#### [REQUIRED TASKS]
A. Reproduce the section of the eclair post that opens with the words containing "Emily's just been" and closes with "in her mind.".
B. In the post about Peppermints in the Parlor, who runs the old folks' home that the Hall has been turned into?
C. Carry on the post about Peppermints in the Parlor and eclairs from its last sentence.

#### [DOCUMENT PASSAGE]
▼▼▼

I don't remember when I first read Peppermints in the Parlor (I always, always want to throw a 'u' in there!), but it zoomed to the top of the list for a while, as it has mystery and intrigue sprinkled throughout the story.
Emily's just been orphaned and is going to live with her Aunt Twice at Sugar Hill Hall, an event that excites her. But when she arrives, her aunt is acting mysteriously and the Hall doesn't look as Emily remembered. Once inside, she meets Mrs. Meeching and Mrs. Plumly, heads of the old folks' home that the Hall has been turned into, and things are very drab and colorless. Emily is determined to find out what really is going on and wants to find her Uncle Twice (who has disappeared), as she knows he could answer all the questions that are piling up in her mind.
Through the course of the story, Emily is drawn into the confidences of Mrs. Plumly, who invites the poor girl into her private rooms for tea. There she has things like cherry cream tarts, lemon tarts and chocolate cream eclairs.
I have wanted to make eclairs for a long time, and was thrilled to pull out my cookie press and find a recipe included in the booklet! I decided to make small eclairs, which is a little more fitting for a tea.
½ c butter
1 c water
1 cup flour
¼ t salt
1. In a saucepan, combine butter and water; bring to a vigorous boil.
2. Reduce heat to low; add flour and salt which have been sifted together. Stir vigorously until mixture leaves sides of pan and forms a stiff ball. Remove from heat.

▲▲▲

#### [LISTING]
▼▼▼

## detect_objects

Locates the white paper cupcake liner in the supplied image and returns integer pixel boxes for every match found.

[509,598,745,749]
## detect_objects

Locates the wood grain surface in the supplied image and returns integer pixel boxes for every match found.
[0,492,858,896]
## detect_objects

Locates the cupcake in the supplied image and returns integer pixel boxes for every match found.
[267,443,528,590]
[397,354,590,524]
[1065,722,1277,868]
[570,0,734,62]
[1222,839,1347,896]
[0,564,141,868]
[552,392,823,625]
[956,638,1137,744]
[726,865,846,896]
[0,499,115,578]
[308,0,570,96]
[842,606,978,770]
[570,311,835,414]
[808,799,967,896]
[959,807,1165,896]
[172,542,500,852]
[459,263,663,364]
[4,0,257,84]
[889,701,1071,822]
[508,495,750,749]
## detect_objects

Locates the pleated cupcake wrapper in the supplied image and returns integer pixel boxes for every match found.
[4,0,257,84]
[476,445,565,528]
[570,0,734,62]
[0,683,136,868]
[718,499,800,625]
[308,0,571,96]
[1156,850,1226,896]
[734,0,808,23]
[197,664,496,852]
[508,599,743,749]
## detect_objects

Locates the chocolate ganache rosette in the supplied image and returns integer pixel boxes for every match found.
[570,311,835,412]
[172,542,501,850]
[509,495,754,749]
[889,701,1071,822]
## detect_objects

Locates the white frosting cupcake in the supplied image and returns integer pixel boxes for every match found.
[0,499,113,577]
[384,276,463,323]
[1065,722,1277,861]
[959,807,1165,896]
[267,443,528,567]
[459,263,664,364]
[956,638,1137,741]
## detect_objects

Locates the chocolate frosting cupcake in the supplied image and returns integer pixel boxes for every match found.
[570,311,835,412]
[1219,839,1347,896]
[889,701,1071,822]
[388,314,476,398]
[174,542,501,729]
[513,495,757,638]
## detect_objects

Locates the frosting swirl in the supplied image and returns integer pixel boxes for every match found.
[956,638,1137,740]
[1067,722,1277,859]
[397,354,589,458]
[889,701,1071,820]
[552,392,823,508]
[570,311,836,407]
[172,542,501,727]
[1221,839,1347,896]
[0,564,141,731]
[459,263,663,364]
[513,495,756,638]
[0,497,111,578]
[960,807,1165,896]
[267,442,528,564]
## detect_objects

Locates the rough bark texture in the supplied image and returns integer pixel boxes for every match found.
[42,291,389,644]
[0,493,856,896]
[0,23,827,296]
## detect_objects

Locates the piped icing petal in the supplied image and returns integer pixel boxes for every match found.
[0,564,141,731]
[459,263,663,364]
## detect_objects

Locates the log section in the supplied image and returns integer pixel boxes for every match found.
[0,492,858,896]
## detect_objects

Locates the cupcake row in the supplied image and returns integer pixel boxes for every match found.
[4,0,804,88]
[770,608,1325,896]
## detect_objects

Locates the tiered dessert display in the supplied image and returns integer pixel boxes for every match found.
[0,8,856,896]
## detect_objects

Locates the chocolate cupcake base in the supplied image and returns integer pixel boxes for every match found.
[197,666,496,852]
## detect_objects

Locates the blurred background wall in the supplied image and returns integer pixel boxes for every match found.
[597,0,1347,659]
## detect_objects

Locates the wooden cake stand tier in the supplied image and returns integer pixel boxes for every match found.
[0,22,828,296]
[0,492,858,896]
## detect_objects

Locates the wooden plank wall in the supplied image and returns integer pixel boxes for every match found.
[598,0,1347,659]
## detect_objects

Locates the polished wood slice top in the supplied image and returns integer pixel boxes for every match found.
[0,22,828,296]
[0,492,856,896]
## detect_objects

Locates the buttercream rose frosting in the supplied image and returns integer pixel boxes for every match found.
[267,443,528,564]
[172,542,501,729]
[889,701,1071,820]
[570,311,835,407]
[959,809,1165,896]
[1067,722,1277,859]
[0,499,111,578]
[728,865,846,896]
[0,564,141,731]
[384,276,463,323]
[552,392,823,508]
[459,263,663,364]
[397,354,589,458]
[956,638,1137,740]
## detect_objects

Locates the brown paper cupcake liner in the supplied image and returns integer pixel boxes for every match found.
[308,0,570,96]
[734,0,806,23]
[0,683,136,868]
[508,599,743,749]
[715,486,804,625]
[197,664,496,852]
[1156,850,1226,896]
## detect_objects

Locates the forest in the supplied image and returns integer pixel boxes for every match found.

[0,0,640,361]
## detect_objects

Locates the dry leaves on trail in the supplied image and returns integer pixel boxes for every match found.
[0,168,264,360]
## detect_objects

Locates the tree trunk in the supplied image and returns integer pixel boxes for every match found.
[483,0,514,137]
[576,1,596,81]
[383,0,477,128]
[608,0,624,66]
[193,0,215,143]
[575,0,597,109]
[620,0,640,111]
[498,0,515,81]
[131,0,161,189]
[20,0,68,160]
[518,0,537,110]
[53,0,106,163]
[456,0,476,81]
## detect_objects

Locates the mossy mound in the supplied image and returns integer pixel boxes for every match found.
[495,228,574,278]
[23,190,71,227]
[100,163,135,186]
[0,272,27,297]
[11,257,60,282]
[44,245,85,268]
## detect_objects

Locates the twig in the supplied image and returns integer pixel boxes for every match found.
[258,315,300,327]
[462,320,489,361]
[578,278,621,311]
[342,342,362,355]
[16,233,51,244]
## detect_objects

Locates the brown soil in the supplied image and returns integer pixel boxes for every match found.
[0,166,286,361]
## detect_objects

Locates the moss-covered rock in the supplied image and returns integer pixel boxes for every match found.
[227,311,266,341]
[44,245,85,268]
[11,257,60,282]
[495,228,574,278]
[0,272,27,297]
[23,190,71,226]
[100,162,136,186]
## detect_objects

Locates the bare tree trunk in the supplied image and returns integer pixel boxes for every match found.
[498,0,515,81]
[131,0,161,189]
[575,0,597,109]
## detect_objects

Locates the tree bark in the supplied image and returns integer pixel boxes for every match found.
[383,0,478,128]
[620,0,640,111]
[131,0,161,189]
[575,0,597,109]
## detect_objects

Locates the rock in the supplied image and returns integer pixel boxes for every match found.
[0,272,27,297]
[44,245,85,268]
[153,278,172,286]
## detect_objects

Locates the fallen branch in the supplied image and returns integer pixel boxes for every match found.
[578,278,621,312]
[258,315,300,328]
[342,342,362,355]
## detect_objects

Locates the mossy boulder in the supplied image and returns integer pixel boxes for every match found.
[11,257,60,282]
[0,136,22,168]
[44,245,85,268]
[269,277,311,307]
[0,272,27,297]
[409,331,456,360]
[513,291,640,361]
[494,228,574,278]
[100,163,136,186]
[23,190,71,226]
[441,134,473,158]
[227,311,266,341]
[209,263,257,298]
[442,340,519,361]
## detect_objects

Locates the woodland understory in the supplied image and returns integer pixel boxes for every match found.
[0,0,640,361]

▲▲▲

#### [THE RESPONSES]
A.
Emily's just been orphaned and is going to live with her Aunt Twice at Sugar Hill Hall, an event that excites her. But when she arrives, her aunt is acting mysteriously and the Hall doesn't look as Emily remembered. Once inside, she meets Mrs. Meeching and Mrs. Plumly, heads of the old folks' home that the Hall has been turned into, and things are very drab and colorless. Emily is determined to find out what really is going on and wants to find her Uncle Twice (who has disappeared), as she knows he could answer all the questions that are piling up in her mind.

B. Mrs. Meeching and Mrs. Plumly.

C.
3. Add eggs one at a time, beating hard after each addition.
4. Use tip 32. Fill MIRRO press.
5. Holding press in a semi-horizontal position, form eclairs 1" wide, 4" long and 2" apart on greased MIRRO cookie sheet. Bake: 450º for 15 minutes and then 325º for 20 minutes.
4. Remove at once to cooling racks.
5. When eclairs are cool, cut in half lengthwise and fill with custard filling. Frosting with Chocolate Frosting.
Yield: 1 dozen large eclairs
2/3 c sugar
6 T cornstarch
¼ t salt
1 c cold milk
3 c scalded milk
4 egg yolks, beaten
¼ c milk
1 t vanilla
1. In MIRRO double boiler or combination pan, thoroughly mix sugar, cornstarch and salt. Blend in cold milk.
2. Gradually stir in scalded milk.
3. Cook over hot water until thick, stirring constantly.
4. Cover; cook 10-12 minutes.
5. Combine egg yolks and ¼ c milk. Stir some of the hot mixture into yolk mixture, then stir back into the custard.
6. Remove from heat; add vanilla. Cool.
1/3 c butter, melted
1½ oz unsweetened chocolate, melted and cooled
1 t vanilla
1½ c confectioners' sugar
1. Beat egg. Blend in butter, chocolate and vanilla.
2. Beat in sugar until smooth.
Now I really want to do another tea...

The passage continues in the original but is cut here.